Work required
Work through the entries below and show every line in which "green" is found.
*** Opening of Available data ***
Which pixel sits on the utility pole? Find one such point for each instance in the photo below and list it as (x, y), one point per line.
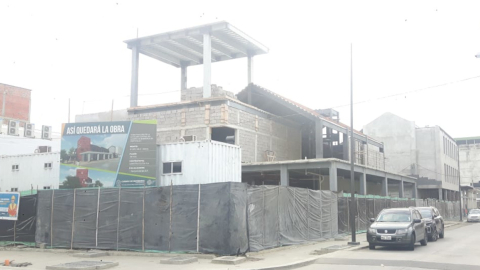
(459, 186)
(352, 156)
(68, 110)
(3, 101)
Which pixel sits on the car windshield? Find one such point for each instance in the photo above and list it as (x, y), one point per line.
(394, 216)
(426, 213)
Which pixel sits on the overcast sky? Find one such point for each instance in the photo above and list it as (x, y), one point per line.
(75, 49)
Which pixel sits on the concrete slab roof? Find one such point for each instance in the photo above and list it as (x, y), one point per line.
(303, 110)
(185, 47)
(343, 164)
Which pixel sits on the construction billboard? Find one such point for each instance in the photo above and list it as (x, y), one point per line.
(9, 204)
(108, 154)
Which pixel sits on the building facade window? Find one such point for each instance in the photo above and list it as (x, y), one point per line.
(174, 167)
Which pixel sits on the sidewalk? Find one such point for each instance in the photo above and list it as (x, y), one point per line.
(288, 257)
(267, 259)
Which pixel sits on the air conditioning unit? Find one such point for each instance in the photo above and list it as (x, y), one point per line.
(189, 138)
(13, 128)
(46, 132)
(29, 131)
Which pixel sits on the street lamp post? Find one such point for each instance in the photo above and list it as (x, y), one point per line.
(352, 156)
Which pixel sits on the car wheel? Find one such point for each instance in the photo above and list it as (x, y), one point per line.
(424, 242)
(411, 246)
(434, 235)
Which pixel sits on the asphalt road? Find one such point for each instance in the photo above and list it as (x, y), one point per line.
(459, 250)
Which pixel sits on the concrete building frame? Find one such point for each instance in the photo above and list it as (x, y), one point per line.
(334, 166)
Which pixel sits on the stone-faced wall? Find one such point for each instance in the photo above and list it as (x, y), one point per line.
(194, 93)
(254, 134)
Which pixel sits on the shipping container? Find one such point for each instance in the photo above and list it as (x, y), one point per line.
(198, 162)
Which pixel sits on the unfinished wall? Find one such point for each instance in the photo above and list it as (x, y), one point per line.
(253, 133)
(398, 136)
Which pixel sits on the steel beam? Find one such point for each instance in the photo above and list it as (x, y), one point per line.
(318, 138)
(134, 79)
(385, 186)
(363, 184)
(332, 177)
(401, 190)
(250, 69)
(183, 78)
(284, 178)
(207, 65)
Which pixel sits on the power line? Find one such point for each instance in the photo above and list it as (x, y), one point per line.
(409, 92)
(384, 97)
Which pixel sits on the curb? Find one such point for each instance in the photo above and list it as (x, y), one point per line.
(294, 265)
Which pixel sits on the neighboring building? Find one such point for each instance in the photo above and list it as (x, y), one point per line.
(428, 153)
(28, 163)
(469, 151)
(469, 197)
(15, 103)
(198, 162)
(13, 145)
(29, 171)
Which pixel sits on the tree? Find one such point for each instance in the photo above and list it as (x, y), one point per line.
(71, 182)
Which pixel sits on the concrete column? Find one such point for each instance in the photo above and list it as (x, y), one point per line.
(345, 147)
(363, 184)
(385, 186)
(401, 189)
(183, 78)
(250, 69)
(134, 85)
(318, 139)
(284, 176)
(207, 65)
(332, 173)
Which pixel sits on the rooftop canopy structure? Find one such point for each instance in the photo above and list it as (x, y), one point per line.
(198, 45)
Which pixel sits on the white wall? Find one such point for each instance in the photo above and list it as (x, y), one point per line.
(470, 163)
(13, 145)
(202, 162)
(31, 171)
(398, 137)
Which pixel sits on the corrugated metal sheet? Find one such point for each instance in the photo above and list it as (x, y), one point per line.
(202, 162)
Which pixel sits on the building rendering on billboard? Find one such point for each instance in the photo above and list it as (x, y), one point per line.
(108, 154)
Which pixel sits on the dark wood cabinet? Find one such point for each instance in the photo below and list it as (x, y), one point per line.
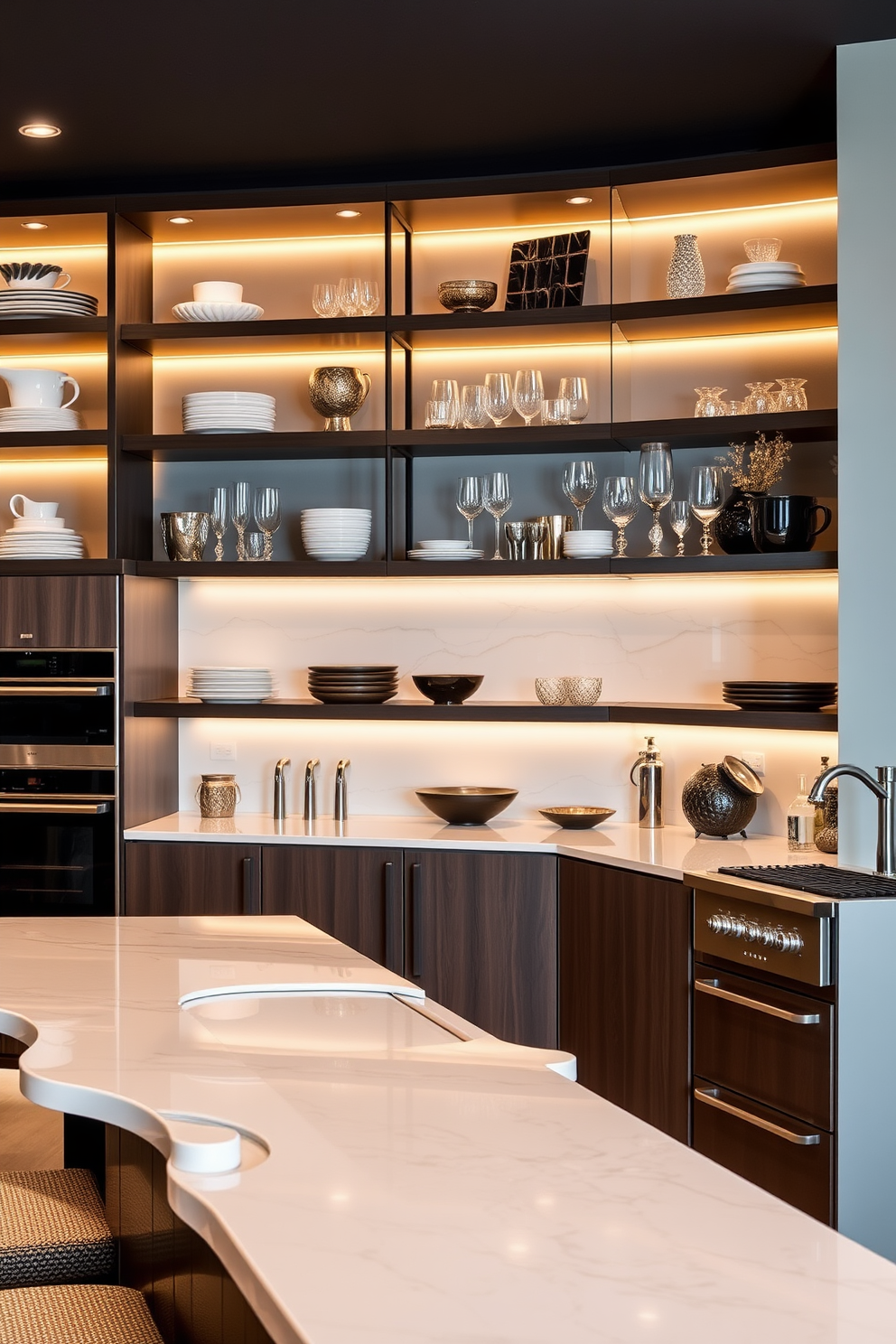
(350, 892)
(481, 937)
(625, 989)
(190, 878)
*** Close of Available data ***
*** Opening of Available data ***
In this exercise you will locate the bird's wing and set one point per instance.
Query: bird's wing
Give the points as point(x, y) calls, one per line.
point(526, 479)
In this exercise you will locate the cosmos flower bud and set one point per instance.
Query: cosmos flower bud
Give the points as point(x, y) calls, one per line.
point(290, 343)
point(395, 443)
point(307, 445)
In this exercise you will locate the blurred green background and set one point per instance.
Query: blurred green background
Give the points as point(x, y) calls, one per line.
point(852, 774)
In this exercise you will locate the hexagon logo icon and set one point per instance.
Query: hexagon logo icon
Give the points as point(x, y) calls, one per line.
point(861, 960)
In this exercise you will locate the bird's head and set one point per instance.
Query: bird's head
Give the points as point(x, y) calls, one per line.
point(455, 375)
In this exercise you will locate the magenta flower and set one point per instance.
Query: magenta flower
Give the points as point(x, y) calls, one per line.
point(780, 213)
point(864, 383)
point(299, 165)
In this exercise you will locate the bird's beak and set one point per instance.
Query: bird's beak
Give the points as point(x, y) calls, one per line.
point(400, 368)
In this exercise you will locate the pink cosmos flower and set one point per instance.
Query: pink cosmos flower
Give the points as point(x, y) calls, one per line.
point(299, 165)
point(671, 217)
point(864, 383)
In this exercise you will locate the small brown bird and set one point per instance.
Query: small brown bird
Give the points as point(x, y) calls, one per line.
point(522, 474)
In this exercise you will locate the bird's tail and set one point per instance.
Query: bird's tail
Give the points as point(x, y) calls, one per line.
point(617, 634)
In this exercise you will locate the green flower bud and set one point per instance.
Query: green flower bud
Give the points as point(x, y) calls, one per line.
*** Close of Available data ***
The answer
In this exercise you will locate the blurred green background and set one point per instance.
Query: blurred green background
In this exercise you will locate the green flower bud and set one point per instance.
Query: green flower bud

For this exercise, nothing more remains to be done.